-- Task set --
• 1. In the column about the homemade tear-drop trailer, find the passage that begins with the words containing "Huh. This was" and ends with "down the road.". Copy it out word for word.
• 2. According to the column about the homemade tear-drop trailer, where does a tear-drop trailer get its name?
• 3. Write the next part of the column about the homemade tear-drop trailer, starting after its final sentence.

-- Text for analysis --
Soft hands in need of a macho hobby

My dad just hit the road pulling a tear-drop trailer. He built it by hand. A tear-drop trailer isn’t called that because you cry at how expensive it is. It’s the shape. Like an aerodynamic tear as you tow it down the road, off to some great adventure where you sleep in it under the stars with a little window and some kind of marine-grade battery running your computer. Because stars need Netflix.

And, let’s return to this: He built it … WITH HIS OWN HANDS!

Pretty cool.

More impressive: It didn’t fall apart as he hauled it up the interstate on a trek to drive my sister from Tampa to meet up with her boyfriend in Virginia. He parked at a lake in Georgia and sent photos. The sides didn’t seem to be shearing off. The roof wasn’t peeling away like the lid of a sardine can. It hadn’t hopped the hitch and plowed into a pine tree or dumped its contents all over the interstate before becoming a viral video titled, “Dude’s trailer just threw itself up.”

Remarkable.

“How’s it riding and working out?” I texted after getting a photo of a lake sunset and my sister enjoying it in a foldup chair.

“Beautifully!” he wrote back. Translation: I thought it was going to hop the hitch and plow into a pine tree. BUT IT DIDN’T!!!

Huh. That’s pretty impressive. The ingenuity. The craftsmanship. The sense of liberation and adventure. The gumption to make it work. That it looks good and is functional. And was built with his own HANDS!

Huh. This was all occurring to me Sunday morning as my hands just finished Googling: “Best bath scrubby gentle sensitive no scratchy.”

Dad: Built camper. Son: Looking for soft bath scrubby.

It was not my proudest moment. A zero on the macho scale. A blow to my Thompson psyche. My shoulders drooped in shame.

Maybe I need to step it up and get an expensive hobby. Maybe build a canoe out of a fallen tree. Or a real airplane with craft-store balsawood.  

The trailer was based on plans in a book that my brother peer-pressured him into getting. My dad is in his late 70s and still susceptible to peer pressure from his youngest son. It is why there is a half-built motorcycle in his workshop and a little sailboat being fiber-glassed in the yard. The lesson? Don’t accept late-night phone calls from my brother. Else you might have a tear-drop trailer following you down the road.

-- Dataset section --
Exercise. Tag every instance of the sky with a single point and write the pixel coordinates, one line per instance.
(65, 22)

-- Exercise results --
• 1.
Huh. This was all occurring to me Sunday morning as my hands just finished Googling: “Best bath scrubby gentle sensitive no scratchy.”

Dad: Built camper. Son: Looking for soft bath scrubby.

It was not my proudest moment. A zero on the macho scale. A blow to my Thompson psyche. My shoulders drooped in shame.

Maybe I need to step it up and get an expensive hobby. Maybe build a canoe out of a fallen tree. Or a real airplane with craft-store balsawood.  

The trailer was based on plans in a book that my brother peer-pressured him into getting. My dad is in his late 70s and still susceptible to peer pressure from his youngest son. It is why there is a half-built motorcycle in his workshop and a little sailboat being fiber-glassed in the yard. The lesson? Don’t accept late-night phone calls from my brother. Else you might have a tear-drop trailer following you down the road.

• 2. From its shape, which is like an aerodynamic tear as it is towed down the road.

• 3.
My brother is like this, too. He has a workshop full of vintage British motor bikes in various stages of building and rebuilding and bleeding his wallet dry. He orders rare parts from private sellers in the UK and even races these bikes in death-defying off-road races. Why? Because … well … one might break. And then he can start the whole building process over again.

He builds outdoor toy trains with enthusiasts and lays down tracks in far-away parks where they pretend it’s all for the kids. But we all know they just like to watch them chug by. He studies satellite maps and old historical books so he can trek out into the woods looking for what he hopes will be archaeological wonders. Oh, and he plans to build his own tear-drop trailer.

Me? Well, I got the bath scrubby thing going on. And that is consuming LOTS of time. (You know, it’s got to be just the right one. Eco-friendly. Won’t be a hive for bacteria. Soft on my skin, but some exfoliation. Got to get the right balance!)

Needless to say, I’m always getting left in the dust by these two.

But I have no interest in any of it. Hobbies are those things that people do when they have too much time or money on their hands. Or in absence of those, two working hands that don’t feel like doing dishes.

I think I’ve always been too practical. Too pragmatic. Too unmoved by building something simply to see if I can.

Typical conversation with my brother:

Him: Isn’t it cool?!?

Me: No. What does it do? Why did you build it?

Him: Because I could. Because it needed to be built. Because the universe screamed, “YOU BUILD NOW!!!” Why are you so practical?!?

Me: I’m not … now let me go do some dishes.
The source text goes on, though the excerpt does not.